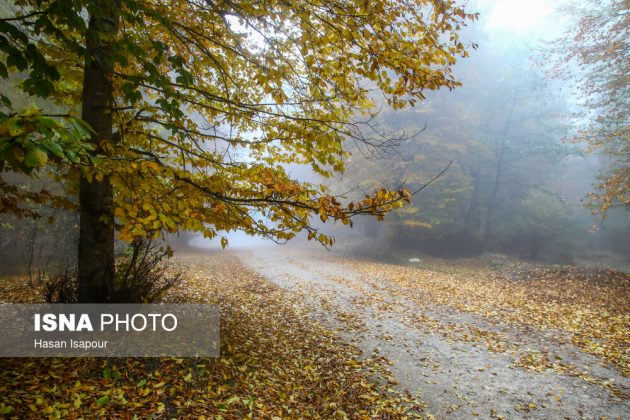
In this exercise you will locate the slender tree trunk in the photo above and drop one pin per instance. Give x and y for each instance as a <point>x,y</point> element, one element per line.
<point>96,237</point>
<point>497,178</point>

--

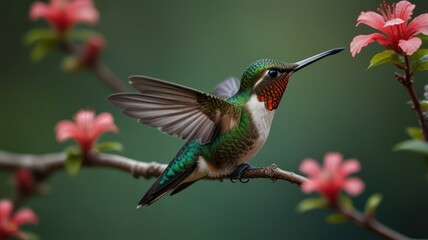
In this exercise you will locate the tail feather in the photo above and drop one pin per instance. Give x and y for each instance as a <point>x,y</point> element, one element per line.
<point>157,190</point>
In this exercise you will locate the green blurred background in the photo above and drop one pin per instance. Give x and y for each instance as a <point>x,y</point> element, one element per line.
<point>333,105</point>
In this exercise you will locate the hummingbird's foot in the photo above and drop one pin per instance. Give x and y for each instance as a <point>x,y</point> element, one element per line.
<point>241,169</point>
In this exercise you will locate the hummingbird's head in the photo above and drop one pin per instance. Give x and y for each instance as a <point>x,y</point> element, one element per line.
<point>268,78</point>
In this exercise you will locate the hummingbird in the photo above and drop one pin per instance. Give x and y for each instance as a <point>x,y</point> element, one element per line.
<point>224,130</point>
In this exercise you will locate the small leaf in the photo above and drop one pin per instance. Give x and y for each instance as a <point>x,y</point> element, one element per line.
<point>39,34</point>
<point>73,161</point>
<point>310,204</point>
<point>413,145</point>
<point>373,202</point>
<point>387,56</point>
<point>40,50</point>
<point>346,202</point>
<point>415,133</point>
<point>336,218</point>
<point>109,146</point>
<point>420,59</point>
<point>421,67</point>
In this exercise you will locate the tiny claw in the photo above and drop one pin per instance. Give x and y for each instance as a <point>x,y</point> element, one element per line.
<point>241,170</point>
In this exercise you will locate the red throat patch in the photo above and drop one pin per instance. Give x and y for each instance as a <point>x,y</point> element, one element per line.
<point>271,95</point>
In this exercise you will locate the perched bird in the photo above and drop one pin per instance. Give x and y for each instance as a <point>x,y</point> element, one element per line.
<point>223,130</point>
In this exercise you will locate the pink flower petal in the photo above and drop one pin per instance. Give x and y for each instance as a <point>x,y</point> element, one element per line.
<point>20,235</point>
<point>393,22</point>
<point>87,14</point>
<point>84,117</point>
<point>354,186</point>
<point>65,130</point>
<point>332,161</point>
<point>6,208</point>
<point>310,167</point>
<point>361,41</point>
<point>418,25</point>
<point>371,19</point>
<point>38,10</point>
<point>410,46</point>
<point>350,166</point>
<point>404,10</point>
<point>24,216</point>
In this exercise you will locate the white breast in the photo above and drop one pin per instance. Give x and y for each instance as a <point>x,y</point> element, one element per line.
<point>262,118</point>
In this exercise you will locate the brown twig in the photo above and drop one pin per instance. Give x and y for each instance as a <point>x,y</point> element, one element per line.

**EXERCISE TASK:**
Turn the lines from the one containing "In this exercise you will locate the pink" through the one containing "In this exercise you will locate the brown" into a numbered list, skipping any blank lines.

**CORRECT RESULT:**
1. In this exercise you will locate the pink flower petal in the photo above and drop one pin per instance. Give x and y for each instance as a <point>x,y</point> element, one element per line.
2. <point>20,235</point>
3. <point>393,22</point>
4. <point>87,14</point>
5. <point>84,117</point>
6. <point>354,186</point>
7. <point>65,130</point>
8. <point>332,161</point>
9. <point>6,208</point>
10. <point>310,167</point>
11. <point>361,41</point>
12. <point>418,25</point>
13. <point>371,19</point>
14. <point>38,10</point>
15. <point>410,46</point>
16. <point>350,166</point>
17. <point>404,10</point>
18. <point>24,216</point>
19. In this exercise you will locate the white breast in the photo above and drop one pin per instance. Give x and y for each instance as a <point>x,y</point> element, one element per line.
20. <point>262,118</point>
21. In this exercise you will locate the brown twig in the photo above and drop one pin per instance. Give x and y for each instance as a <point>x,y</point> element, one element per line.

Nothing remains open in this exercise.